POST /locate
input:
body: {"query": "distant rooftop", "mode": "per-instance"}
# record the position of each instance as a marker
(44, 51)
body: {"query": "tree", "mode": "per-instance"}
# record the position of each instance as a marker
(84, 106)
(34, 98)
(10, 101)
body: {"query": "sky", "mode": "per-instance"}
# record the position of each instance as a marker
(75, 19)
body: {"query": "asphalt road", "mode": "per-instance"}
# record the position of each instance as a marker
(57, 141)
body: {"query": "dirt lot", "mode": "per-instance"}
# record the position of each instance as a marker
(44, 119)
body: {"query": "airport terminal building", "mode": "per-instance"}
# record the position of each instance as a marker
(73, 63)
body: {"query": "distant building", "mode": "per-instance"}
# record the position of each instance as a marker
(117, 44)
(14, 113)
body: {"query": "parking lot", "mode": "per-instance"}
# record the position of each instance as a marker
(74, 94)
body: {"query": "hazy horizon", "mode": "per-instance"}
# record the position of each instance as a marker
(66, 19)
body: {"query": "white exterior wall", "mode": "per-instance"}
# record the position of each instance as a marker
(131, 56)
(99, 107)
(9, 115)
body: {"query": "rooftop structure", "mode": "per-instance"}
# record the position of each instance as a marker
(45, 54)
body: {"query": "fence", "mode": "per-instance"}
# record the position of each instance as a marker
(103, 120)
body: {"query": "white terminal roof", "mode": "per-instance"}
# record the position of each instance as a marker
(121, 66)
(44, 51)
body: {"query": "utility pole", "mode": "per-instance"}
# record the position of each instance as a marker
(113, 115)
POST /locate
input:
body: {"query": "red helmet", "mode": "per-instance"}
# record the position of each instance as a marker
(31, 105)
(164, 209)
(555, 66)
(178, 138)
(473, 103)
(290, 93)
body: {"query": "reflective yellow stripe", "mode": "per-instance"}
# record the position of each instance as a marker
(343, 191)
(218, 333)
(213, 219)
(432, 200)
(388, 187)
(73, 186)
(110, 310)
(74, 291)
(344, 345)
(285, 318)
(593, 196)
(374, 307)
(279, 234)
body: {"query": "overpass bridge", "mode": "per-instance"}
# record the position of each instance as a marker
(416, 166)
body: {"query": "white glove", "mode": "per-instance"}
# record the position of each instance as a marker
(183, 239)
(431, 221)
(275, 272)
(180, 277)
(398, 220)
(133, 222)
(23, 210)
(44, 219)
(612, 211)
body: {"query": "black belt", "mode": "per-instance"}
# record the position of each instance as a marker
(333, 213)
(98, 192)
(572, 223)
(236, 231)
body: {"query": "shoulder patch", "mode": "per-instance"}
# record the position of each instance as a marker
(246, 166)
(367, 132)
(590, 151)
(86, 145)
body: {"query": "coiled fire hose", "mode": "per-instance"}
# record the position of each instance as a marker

> Goal of the exercise
All of the records must be repeated exactly.

> Completed exercise
POST /locate
input:
body: {"query": "distant rooftop", "mode": "per-instance"}
# record the position of each instance as a marker
(44, 51)
body: {"query": "tree", "mode": "per-instance"}
# record the position of each instance as a marker
(84, 106)
(34, 98)
(10, 101)
body: {"query": "sky", "mode": "per-instance"}
# record the position of each instance as a marker
(75, 19)
body: {"query": "asphalt road", "mode": "per-instance"}
# record the position of each instance as a marker
(57, 141)
body: {"query": "dirt lot", "mode": "per-instance"}
# record the position of each instance as a marker
(44, 119)
body: {"query": "airport terminal building", "mode": "per-instance"}
# record the position of each instance as a marker
(73, 63)
body: {"query": "distant building", "mode": "per-instance"}
# record the position of each instance as a marker
(117, 44)
(14, 113)
body: {"query": "parking lot", "mode": "per-instance"}
# record the position of each instance as a marker
(74, 94)
body: {"query": "hazy horizon", "mode": "per-instance"}
# record the position of each instance as a marker
(66, 19)
body: {"query": "white exterior wall", "mode": "per-instance"}
# record the position of each instance as a marker
(131, 56)
(99, 107)
(9, 115)
body: {"query": "rooftop structure", "mode": "per-instance"}
# record the position of each instance as a marker
(45, 54)
body: {"query": "fence", "mode": "per-instance"}
# record the position of each instance as a marker
(103, 120)
body: {"query": "white terminal roof", "mode": "per-instance"}
# record the position of each instance as a marker
(121, 66)
(44, 51)
body: {"query": "utility pole", "mode": "per-instance"}
# record the position of each instance as a marker
(113, 115)
POST /locate
input:
body: {"query": "red helmet", "mode": "per-instance"}
# record the position of each instance as a marker
(31, 105)
(164, 209)
(555, 66)
(178, 138)
(473, 103)
(290, 93)
body: {"query": "reflective yellow stripe", "mode": "per-instance"}
# record the position of each instance as a marker
(343, 191)
(218, 333)
(213, 219)
(432, 200)
(388, 187)
(73, 186)
(110, 310)
(74, 291)
(344, 345)
(285, 318)
(593, 196)
(374, 307)
(279, 234)
body: {"query": "overpass bridge", "mode": "per-instance"}
# record the position of each instance as a marker
(416, 166)
body: {"query": "white glove", "mode": "per-instance"}
# record the position of each instance as a marker
(183, 239)
(431, 221)
(275, 272)
(180, 277)
(398, 220)
(133, 222)
(23, 210)
(44, 219)
(612, 211)
body: {"query": "black belt", "mode": "per-instance"}
# record the position of each instance as a marker
(333, 213)
(98, 192)
(572, 223)
(236, 231)
body: {"query": "shoulder patch", "mode": "per-instance"}
# record the position of each instance as a marker
(246, 166)
(367, 132)
(590, 151)
(86, 145)
body: {"query": "coiled fire hose", "mode": "per-instance"}
# record the position of each instance as a marker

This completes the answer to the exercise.